▸ **Description of the task**
Your task is to write out the complete listing exactly as it is shown.

▸ **Available data**

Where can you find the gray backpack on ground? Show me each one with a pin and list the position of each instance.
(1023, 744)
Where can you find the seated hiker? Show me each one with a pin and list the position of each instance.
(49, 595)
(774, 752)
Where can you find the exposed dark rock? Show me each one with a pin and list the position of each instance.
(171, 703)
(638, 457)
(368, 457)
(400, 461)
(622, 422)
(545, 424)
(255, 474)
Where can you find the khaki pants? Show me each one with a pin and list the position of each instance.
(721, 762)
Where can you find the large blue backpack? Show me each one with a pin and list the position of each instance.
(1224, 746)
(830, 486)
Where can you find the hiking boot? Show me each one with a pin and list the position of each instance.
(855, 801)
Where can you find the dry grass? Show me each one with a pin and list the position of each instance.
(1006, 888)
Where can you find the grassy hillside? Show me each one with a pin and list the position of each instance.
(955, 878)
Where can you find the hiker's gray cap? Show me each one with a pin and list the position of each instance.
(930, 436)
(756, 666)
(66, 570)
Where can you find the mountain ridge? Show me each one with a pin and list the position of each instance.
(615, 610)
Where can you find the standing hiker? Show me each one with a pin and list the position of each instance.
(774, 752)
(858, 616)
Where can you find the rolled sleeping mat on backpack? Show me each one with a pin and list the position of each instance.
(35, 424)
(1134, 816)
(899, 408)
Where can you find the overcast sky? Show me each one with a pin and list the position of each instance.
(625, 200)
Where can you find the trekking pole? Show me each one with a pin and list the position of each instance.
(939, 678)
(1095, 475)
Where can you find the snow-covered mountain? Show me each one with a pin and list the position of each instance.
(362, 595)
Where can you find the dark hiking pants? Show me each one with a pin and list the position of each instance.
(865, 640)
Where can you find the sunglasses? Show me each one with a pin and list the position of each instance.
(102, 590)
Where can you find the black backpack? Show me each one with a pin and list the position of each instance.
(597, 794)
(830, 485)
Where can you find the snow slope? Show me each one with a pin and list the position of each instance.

▸ **Answer for this exercise**
Where can you find the gray backpack on ground? Show me each one with a pin and list the position of each instance.
(1023, 744)
Where can you find the seated hiker? Show me each one with a pin and list the position of each instance.
(49, 595)
(774, 752)
Where can you find the exposed dark rock? Show me each one with a pin and list the position of each instance.
(171, 703)
(638, 457)
(368, 457)
(400, 461)
(622, 422)
(545, 424)
(255, 474)
Where can you find the khaki pants? Show me each one with a pin and list the position of each instance.
(721, 762)
Where can you find the large blue backpack? Show me each one with a pin and list the position of each instance.
(1224, 746)
(830, 486)
Where can you find the hiking boot? Show me each one with a pin and list the position of each instance.
(855, 801)
Where can you find the dry grass? Show me each one with a pin and list the position of each instance.
(1006, 888)
Where can you find the grassy hillside? Show me each one with a pin and list the position of each instance.
(955, 878)
Where can you find the hiker's gray cap? Show me each one with a pin and list the position of each instance.
(930, 436)
(756, 666)
(66, 570)
Where can you find the mountain ridge? Show me each one with a pin and list the position of each instance.
(615, 610)
Where can you find the standing hiker? Show me each one with a pin and list the position of each instance.
(774, 752)
(858, 616)
Where can you find the rolled sleeping mat on backpack? Show me each one with a pin and list the position of each instance.
(35, 424)
(1134, 816)
(899, 408)
Where can you find the overcast sky? Show me each one with a pin and list the position of each instance.
(625, 200)
Where can you find the trekking pole? Show me each one with a pin and list the position of each instance.
(939, 678)
(1095, 475)
Where can you find the snow-covered mountain? Show me each one with a pin and list the position of each instance.
(362, 595)
Where can you find the dark hiking pants? Show me each one with a pin and list the position of each instance.
(865, 640)
Where can you find the sunglasses? Show me each one with a pin and list the position of each instance.
(102, 590)
Where can you find the black backpack? Show me each one with a pin and list the position of each instance.
(597, 794)
(830, 485)
Where can you find the snow slope? Show me each one with a pin and list the position of each instance.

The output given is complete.